GOAL OF THE EXERCISE: Write out, from the entries below, exactly the lines that run between the lines holding "such as [499,444]." and "such as [334,477].", inclusive, and stop there.

DATASET: Begin

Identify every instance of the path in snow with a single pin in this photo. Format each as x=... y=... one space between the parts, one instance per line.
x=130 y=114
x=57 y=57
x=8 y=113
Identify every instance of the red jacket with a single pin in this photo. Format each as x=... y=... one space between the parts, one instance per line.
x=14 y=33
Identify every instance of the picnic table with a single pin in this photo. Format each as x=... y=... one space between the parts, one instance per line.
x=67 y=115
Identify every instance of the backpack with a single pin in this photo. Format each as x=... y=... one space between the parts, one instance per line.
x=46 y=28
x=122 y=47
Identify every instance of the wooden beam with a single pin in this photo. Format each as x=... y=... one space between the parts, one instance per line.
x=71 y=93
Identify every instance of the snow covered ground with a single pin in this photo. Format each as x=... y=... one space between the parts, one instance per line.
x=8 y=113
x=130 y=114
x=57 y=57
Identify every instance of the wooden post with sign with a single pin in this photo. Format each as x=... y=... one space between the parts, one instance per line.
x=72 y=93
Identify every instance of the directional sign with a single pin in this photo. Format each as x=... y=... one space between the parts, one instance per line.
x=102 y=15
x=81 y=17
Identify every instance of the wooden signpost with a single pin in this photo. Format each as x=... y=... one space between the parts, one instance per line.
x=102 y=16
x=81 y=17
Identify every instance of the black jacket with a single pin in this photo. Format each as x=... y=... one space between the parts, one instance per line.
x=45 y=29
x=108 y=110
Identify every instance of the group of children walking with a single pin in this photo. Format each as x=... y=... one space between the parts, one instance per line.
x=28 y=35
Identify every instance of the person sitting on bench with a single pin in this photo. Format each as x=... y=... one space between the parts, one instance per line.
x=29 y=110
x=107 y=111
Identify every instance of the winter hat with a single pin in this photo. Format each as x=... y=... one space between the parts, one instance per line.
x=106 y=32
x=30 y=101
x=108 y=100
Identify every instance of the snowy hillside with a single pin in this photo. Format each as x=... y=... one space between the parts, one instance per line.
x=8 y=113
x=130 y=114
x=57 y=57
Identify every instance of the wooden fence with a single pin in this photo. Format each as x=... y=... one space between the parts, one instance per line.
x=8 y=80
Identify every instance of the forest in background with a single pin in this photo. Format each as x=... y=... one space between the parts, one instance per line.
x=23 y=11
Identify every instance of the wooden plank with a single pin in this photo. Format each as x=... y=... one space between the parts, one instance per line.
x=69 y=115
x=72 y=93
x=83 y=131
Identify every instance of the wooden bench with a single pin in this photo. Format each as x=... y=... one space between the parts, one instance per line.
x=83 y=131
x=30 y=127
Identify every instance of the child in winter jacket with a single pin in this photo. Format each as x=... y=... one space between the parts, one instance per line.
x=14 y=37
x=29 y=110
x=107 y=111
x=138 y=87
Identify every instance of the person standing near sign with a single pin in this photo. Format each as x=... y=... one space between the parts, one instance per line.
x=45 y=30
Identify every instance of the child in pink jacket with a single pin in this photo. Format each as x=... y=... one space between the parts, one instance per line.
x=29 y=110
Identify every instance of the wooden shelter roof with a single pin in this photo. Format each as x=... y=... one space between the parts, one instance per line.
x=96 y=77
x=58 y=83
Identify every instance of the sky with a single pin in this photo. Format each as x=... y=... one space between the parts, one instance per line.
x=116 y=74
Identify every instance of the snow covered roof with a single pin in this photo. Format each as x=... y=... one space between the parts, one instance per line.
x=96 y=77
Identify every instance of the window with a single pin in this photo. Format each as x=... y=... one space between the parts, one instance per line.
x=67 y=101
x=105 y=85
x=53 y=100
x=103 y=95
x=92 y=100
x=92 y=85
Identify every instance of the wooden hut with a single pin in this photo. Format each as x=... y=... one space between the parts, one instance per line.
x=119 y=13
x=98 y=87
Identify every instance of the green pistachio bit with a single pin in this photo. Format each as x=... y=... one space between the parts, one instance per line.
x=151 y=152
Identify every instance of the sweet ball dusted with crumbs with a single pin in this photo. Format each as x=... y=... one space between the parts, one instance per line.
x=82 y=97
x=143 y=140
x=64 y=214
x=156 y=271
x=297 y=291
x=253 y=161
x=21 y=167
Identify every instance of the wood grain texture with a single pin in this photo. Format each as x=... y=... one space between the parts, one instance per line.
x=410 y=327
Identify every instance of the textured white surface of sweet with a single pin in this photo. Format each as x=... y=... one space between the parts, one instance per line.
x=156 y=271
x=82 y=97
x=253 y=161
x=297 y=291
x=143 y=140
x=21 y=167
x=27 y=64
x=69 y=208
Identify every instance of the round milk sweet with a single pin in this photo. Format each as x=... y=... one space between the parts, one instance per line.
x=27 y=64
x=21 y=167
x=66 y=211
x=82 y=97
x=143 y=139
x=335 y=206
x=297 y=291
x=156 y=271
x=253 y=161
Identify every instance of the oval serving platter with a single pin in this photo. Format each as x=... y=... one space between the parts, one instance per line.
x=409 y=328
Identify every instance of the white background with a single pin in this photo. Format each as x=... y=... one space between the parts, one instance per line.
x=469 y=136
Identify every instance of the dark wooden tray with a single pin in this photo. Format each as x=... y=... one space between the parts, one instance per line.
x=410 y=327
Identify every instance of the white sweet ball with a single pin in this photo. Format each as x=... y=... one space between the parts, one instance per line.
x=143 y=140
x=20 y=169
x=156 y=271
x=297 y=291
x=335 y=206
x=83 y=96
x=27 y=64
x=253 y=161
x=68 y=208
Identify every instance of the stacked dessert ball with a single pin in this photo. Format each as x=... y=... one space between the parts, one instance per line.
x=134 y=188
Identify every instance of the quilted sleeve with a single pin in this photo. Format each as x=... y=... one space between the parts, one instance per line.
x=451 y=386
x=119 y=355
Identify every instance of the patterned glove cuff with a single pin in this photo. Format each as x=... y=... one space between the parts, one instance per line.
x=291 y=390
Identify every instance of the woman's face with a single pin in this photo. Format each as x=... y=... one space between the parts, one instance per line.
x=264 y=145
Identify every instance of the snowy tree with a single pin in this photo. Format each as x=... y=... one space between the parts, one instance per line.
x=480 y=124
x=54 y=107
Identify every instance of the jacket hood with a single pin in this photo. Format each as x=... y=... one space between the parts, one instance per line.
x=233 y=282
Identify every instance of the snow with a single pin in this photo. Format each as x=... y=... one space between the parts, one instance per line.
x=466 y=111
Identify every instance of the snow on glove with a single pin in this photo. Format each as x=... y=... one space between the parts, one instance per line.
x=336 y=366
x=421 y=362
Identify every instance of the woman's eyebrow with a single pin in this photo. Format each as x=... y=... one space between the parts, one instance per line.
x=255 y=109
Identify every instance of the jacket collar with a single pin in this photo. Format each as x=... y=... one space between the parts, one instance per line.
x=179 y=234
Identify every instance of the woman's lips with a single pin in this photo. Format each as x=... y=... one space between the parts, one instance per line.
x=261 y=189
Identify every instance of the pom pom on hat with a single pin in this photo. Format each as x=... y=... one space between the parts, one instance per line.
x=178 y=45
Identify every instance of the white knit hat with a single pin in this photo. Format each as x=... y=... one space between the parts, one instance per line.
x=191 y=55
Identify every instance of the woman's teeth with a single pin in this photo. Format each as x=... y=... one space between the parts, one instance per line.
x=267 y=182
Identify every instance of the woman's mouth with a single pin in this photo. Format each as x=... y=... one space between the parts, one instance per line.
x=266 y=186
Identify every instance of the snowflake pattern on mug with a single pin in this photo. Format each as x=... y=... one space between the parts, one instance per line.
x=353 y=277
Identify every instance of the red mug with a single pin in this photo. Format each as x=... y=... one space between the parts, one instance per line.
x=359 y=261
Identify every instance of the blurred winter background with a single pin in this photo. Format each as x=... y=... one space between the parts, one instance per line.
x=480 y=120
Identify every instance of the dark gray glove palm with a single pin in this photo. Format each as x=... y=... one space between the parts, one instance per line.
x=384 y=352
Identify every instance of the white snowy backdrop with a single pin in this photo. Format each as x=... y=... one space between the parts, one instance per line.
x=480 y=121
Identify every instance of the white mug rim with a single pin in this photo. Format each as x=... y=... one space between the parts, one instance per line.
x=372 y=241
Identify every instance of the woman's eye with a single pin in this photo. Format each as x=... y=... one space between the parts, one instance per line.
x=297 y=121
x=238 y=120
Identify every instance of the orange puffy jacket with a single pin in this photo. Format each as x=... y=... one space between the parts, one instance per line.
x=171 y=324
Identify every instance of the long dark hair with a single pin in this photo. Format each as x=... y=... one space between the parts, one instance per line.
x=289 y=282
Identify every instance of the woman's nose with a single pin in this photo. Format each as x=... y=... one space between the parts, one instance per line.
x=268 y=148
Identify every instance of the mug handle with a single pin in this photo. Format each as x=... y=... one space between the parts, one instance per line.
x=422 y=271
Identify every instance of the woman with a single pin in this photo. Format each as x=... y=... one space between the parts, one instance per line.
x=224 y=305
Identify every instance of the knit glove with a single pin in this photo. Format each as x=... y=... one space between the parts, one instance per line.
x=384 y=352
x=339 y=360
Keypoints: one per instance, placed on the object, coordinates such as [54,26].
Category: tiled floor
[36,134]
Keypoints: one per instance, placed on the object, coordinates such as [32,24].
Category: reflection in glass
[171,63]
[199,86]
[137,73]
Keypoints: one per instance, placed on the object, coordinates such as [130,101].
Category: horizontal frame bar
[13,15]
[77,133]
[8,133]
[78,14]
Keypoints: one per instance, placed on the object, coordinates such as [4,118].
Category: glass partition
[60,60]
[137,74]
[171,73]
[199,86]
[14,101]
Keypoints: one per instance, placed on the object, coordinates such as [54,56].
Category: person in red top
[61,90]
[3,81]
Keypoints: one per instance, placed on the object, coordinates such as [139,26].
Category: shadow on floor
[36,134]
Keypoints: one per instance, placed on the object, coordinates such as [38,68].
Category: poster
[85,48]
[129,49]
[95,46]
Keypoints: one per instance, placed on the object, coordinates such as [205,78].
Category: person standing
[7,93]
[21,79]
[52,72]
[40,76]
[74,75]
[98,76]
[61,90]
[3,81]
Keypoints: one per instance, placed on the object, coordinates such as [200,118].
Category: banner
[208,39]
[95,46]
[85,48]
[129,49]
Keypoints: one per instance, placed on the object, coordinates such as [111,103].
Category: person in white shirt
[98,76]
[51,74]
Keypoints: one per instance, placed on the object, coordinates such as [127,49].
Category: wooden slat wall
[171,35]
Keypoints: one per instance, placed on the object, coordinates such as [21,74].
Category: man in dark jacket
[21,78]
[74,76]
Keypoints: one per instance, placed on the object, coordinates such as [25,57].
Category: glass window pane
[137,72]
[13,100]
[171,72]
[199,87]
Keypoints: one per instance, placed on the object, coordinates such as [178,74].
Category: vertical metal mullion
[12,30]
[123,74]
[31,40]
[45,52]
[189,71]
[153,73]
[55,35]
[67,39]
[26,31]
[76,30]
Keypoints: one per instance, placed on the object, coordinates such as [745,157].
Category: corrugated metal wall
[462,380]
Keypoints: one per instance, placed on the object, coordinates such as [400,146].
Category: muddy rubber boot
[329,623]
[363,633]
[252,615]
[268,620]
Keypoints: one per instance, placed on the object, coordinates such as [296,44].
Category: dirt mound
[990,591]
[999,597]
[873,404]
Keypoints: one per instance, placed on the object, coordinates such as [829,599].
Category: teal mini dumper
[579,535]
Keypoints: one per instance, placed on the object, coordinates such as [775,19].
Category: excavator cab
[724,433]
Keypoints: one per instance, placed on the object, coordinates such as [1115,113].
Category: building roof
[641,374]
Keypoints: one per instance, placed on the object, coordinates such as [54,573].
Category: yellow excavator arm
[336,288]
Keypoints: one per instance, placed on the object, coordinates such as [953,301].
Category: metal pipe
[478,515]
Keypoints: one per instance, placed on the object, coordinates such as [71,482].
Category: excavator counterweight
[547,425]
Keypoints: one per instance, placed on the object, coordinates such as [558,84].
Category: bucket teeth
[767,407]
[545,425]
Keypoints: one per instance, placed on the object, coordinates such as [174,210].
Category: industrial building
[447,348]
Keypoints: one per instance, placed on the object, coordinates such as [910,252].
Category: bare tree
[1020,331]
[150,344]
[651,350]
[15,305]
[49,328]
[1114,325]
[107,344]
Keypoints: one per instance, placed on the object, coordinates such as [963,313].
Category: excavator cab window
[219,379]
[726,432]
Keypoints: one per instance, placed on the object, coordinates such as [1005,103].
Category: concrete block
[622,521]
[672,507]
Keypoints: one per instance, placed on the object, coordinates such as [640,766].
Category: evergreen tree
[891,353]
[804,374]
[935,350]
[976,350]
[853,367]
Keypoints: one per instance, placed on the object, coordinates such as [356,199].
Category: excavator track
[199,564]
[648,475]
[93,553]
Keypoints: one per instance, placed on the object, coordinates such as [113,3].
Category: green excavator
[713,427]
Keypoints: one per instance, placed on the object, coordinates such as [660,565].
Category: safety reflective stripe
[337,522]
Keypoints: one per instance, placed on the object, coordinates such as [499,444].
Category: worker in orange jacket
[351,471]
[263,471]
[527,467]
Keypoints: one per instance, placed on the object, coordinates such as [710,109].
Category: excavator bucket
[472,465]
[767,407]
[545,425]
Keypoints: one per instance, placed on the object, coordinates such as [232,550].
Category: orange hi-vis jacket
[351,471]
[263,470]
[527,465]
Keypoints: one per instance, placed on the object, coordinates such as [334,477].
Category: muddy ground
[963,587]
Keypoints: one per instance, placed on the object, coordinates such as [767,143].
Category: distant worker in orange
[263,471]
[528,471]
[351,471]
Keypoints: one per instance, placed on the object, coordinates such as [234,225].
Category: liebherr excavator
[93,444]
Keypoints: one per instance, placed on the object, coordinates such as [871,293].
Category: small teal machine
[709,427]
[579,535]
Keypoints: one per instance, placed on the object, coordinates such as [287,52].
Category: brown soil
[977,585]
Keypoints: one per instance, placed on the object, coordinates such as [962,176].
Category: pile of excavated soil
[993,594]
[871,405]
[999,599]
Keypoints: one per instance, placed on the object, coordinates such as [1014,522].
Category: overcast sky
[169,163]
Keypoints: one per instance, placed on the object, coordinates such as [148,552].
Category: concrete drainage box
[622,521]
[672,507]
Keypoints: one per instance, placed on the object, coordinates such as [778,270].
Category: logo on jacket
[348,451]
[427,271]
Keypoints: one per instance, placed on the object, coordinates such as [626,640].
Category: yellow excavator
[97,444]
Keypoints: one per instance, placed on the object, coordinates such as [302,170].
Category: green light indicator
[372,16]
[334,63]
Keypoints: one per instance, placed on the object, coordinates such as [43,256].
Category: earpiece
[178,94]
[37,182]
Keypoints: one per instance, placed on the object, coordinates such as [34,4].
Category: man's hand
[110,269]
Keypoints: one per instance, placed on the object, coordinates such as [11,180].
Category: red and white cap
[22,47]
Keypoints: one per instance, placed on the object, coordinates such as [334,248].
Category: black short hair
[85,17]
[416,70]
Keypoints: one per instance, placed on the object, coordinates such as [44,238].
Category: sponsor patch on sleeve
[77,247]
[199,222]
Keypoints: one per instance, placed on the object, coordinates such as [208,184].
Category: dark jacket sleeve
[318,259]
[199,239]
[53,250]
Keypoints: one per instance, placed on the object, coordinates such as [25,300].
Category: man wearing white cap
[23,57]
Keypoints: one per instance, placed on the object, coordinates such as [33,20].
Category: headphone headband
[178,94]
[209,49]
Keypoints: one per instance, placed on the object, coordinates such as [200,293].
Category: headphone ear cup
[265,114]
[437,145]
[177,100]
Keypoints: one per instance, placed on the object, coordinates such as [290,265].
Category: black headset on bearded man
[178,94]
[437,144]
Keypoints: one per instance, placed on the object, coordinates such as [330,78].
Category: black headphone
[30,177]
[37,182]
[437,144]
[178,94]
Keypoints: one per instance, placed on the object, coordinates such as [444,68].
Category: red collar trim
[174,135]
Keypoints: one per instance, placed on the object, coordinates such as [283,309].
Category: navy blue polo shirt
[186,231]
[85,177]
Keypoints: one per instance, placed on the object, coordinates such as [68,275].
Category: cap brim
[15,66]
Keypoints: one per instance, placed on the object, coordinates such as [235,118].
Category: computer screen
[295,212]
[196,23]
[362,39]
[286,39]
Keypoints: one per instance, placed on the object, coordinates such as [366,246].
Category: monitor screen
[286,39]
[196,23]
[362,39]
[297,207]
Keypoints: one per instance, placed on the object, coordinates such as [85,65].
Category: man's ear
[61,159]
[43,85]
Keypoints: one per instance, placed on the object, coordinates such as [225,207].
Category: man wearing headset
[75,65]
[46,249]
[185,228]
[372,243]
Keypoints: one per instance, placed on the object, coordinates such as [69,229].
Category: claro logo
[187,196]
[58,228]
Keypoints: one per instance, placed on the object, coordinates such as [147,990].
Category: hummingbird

DATASET: End

RESPONSE FOR THIS EXERCISE:
Keypoints: one per instance, placed on the object, coordinates such as [499,444].
Category: worker in orange jacket
[351,471]
[263,471]
[527,467]
Keypoints: one per instance, placed on the object, coordinates such as [710,109].
Category: excavator bucket
[472,465]
[767,407]
[545,425]
Keypoints: one per instance, placed on the object, coordinates such as [232,550].
Category: orange hi-vis jacket
[351,471]
[263,470]
[527,465]
Keypoints: one per instance, placed on the object, coordinates such as [334,477].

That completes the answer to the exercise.